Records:
⁂

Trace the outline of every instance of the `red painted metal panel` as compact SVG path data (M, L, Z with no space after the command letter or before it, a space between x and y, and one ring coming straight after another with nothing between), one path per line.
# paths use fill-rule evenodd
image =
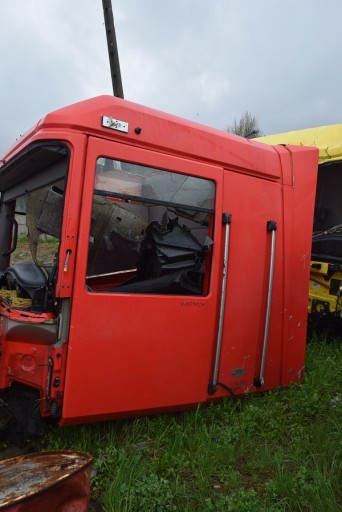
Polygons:
M220 168L92 140L72 302L62 423L179 408L206 399L220 288L221 215L216 216L211 290L177 297L91 293L85 287L95 162L112 156L210 177L222 204ZM217 235L216 235L217 233Z

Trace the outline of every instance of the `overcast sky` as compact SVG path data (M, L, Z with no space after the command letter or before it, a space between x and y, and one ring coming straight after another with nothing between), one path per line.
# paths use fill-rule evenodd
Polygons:
M112 0L125 98L269 135L342 122L341 0ZM102 0L0 0L0 155L46 113L112 94Z

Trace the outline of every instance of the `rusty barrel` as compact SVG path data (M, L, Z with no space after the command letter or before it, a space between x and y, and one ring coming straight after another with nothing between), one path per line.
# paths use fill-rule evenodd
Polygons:
M92 457L57 450L0 462L0 510L86 512Z

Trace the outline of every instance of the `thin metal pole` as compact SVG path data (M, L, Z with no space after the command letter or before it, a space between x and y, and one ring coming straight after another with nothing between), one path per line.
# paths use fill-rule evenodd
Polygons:
M265 373L266 353L267 353L267 345L268 345L268 333L269 333L270 318L271 318L276 229L277 229L277 223L273 220L269 220L267 222L267 231L272 233L270 270L269 270L269 279L268 279L266 319L265 319L264 340L263 340L262 354L261 354L260 374L259 374L259 377L257 377L254 382L256 387L261 387L264 385L264 373Z
M224 240L224 254L223 254L223 268L222 268L222 288L221 288L221 303L220 303L220 316L216 338L216 354L215 363L213 370L213 378L208 386L208 393L214 394L217 386L217 376L221 358L221 345L222 345L222 333L223 333L223 320L224 311L226 306L226 288L227 288L227 272L228 272L228 252L229 252L229 239L230 239L230 223L231 216L229 213L224 213L222 216L222 222L225 225L225 240Z
M117 96L118 98L123 98L124 95L123 95L123 87L122 87L122 80L121 80L119 51L118 51L118 45L116 43L112 2L111 2L111 0L102 0L102 5L103 5L103 15L104 15L104 20L105 20L105 27L106 27L108 55L109 55L110 72L111 72L111 76L112 76L113 93L114 93L114 96Z

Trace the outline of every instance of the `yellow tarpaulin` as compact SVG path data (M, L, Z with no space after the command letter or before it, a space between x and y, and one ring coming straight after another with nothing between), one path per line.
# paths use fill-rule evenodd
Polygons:
M319 148L319 163L342 160L342 124L278 133L253 140L272 145L316 146Z

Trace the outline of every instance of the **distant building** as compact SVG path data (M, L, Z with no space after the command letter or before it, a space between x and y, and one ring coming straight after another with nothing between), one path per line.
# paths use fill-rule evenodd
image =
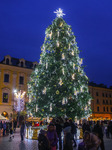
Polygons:
M27 82L36 65L37 62L9 55L0 62L0 114L10 117L13 112L14 90L27 92Z
M93 100L91 102L92 120L112 119L112 87L103 84L89 83L89 91Z

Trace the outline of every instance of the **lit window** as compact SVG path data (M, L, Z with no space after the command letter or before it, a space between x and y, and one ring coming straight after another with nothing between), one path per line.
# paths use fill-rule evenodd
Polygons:
M103 111L105 111L105 107L103 107Z
M105 104L105 100L103 100L103 104Z
M9 82L9 74L4 74L4 82Z
M99 112L99 107L97 107L97 111Z
M6 59L6 64L9 65L9 58Z
M22 76L19 77L19 84L24 84L24 77Z
M8 103L8 93L3 93L3 103Z
M99 96L98 92L96 92L96 96Z

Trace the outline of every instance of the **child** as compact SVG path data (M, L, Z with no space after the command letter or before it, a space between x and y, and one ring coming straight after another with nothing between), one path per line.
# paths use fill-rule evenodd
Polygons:
M38 137L38 149L39 150L50 150L49 141L47 139L47 132L44 130L40 130L40 134Z

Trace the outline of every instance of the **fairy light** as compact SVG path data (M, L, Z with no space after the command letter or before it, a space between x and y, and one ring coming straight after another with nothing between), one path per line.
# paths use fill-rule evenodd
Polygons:
M24 110L24 105L25 105L25 94L26 92L22 92L21 90L19 92L14 92L14 109L18 112L21 112Z

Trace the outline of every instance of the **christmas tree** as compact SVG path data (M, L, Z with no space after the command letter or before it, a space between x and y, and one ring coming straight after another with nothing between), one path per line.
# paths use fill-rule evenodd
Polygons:
M28 111L35 117L84 117L90 113L88 78L76 38L61 9L45 31L40 62L28 83Z

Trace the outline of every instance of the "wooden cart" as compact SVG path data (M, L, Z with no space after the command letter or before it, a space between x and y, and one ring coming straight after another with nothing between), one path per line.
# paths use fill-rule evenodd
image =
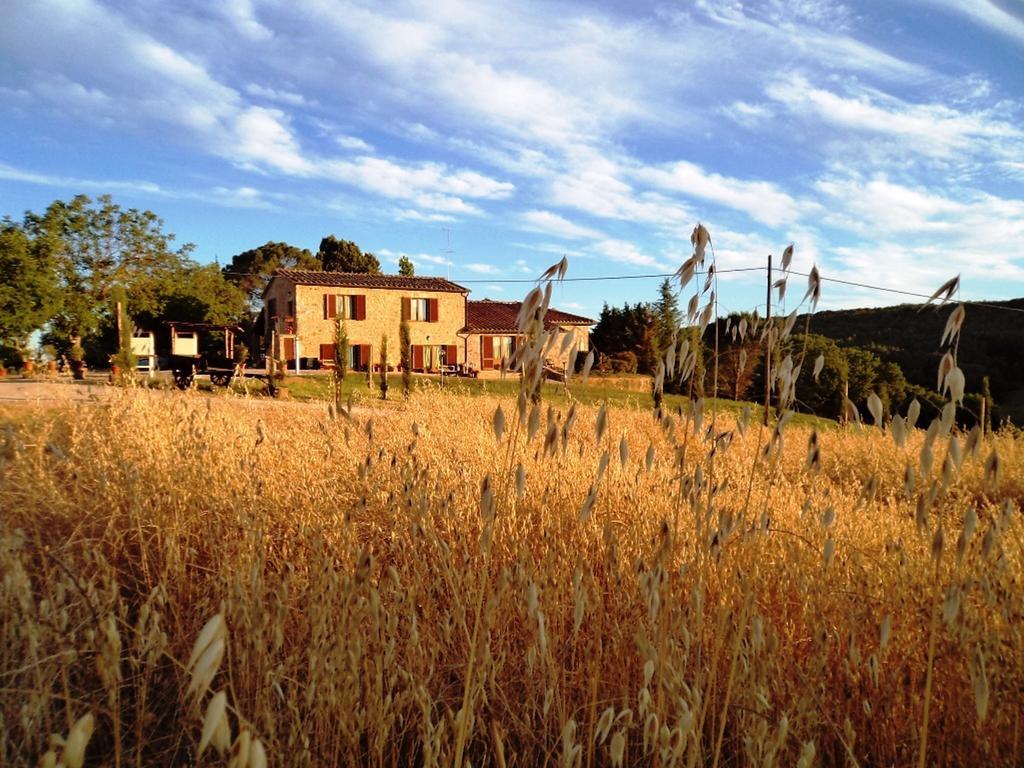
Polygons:
M246 368L234 362L234 338L243 333L238 326L219 326L212 323L181 323L167 321L171 330L171 373L178 389L187 389L197 376L209 376L210 383L226 387L233 378L262 379L271 393L273 381L262 368ZM224 334L224 350L202 353L200 335L219 332Z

⁂

**INSTRUCTION:** Extract every line of the records above word for word, leaving the pictures out.

**EXERCISE ANSWER:**
Trace the outline of every instance of the `red painted metal panel` as compact SVG path data (M, L, Z with no space after the command letter or before it, a space between x and y, and one ring coming straight after another with nothing between), one path per line.
# paths use fill-rule evenodd
image =
Polygons:
M220 168L92 140L72 302L62 423L179 408L206 399L220 288L221 215L216 216L211 290L177 297L91 293L85 287L95 162L112 156L210 177L222 204ZM217 235L216 235L217 233Z

Trace the outline of every instance of the `overcast sky` as compact SVG path data (M, L, Z with no space after the command letter or before it, a space between x and y, and one ring coming straight after another with nothing between), one path per line.
# paths use fill-rule evenodd
Polygons:
M112 0L125 98L269 135L342 122L341 0ZM102 0L0 0L0 155L46 113L112 94Z

Trace the outline of every instance of the `rusty barrel` as compact SVG path data (M, L, Z with no space after the command letter or before it, a space between x and y, and one ring coming straight after another with nothing between), one path per line.
# paths use fill-rule evenodd
Polygons:
M92 457L57 450L0 462L0 510L86 512Z

Trace the outline of every instance of the `thin metal pole` as compact SVG path data (M, L, Z with no space after the command letter or before it, a space between x and y, and one ring coming straight after another with nothing between), one path per line.
# paths use fill-rule evenodd
Polygons:
M265 373L266 353L267 353L267 345L268 345L268 333L269 333L270 318L271 318L276 229L277 229L277 223L273 220L269 220L267 222L267 231L272 233L270 270L269 270L269 279L268 279L266 319L265 319L264 340L263 340L262 354L261 354L260 374L259 374L259 377L257 377L254 382L256 387L261 387L264 385L264 373Z
M224 240L224 254L223 254L223 268L222 268L222 288L221 288L221 303L220 303L220 316L216 338L216 354L215 363L213 370L213 378L208 386L208 393L214 394L217 386L217 376L221 358L221 345L222 345L222 333L223 333L223 320L224 311L226 306L226 288L227 288L227 272L228 272L228 252L229 252L229 239L230 239L230 223L231 216L229 213L224 213L222 216L222 222L225 225L225 240Z
M117 96L118 98L123 98L124 95L123 95L123 87L122 87L122 80L121 80L119 51L118 51L118 45L116 43L112 2L111 2L111 0L102 0L102 5L103 5L103 15L104 15L104 20L105 20L105 27L106 27L108 55L109 55L110 72L111 72L111 76L112 76L113 93L114 93L114 96Z

Trace the outline of every instance of the `yellow tarpaulin` as compact SVG path data (M, L, Z with no space after the command letter or before it, a space between x and y, and one ring coming straight after another with nothing between), one path per line.
# paths use fill-rule evenodd
Polygons:
M319 148L319 163L342 160L342 124L278 133L253 140L272 145L316 146Z

Trace the outline of every instance of the **distant building** as compact SVG path data (M, L, Z with no space after the command letter or before it, a space between x and y, and one ring coming straight after another with nothing between), one path per line.
# paths use fill-rule evenodd
image =
Polygons:
M27 82L36 65L37 62L9 55L0 62L0 114L10 117L13 112L14 90L27 92Z
M93 100L91 102L92 120L112 119L112 87L103 84L89 83L89 91Z

Trace the outline of every instance of the **lit window** as compact SVG path data (M, L, Z with no space after the command letter or before it, a space between x and y, and one ring coming straight after another with nothing between), one path per line.
# paths use fill-rule evenodd
Polygons:
M103 111L105 111L105 107L103 107Z
M105 104L105 100L103 100L103 104Z
M9 82L9 74L4 74L4 82Z
M99 112L99 107L97 107L97 111Z
M6 59L6 64L9 65L9 58Z
M22 76L19 77L19 84L24 84L24 77Z
M8 103L8 93L3 93L3 103Z
M99 96L98 92L96 92L96 96Z

Trace the outline of every instance of the **child** as compact SVG path data (M, L, Z with no space after the command letter or before it, a space between x and y, and one ring coming straight after another with nothing between), one path per line.
# paths use fill-rule evenodd
Polygons:
M38 137L38 149L39 150L50 150L49 141L47 139L47 132L44 130L40 130L40 134Z

Trace the outline of every instance of the **fairy light** as compact SVG path data (M, L, Z with no space after the command letter or before it, a space between x and y, and one ring coming straight after another with nothing between), one path per line.
# paths use fill-rule evenodd
Polygons:
M24 110L24 105L25 105L25 94L26 92L22 92L21 90L19 92L14 92L14 109L18 112L21 112Z

Trace the outline of every instance of the **christmas tree** as compact SVG path data (M, L, Z with no space after the command letter or before it, a space between x and y, and one ring coming straight after another with nothing between), one path per line.
# paths use fill-rule evenodd
Polygons:
M28 111L35 117L84 117L90 113L88 78L76 38L61 9L45 31L40 62L28 83Z

Trace the outline of every instance of the "wooden cart" as compact SVG path data (M, L, Z with no space after the command letter or before it, a space between x and y, and one ring coming straight after another with nothing between), one path per line.
# paths use fill-rule evenodd
image =
Polygons:
M246 368L234 362L234 338L243 333L238 326L219 326L212 323L181 323L167 321L171 330L171 373L178 389L187 389L197 376L209 376L210 383L226 387L233 378L262 379L271 393L273 381L262 368ZM224 334L224 350L202 353L200 335L219 332Z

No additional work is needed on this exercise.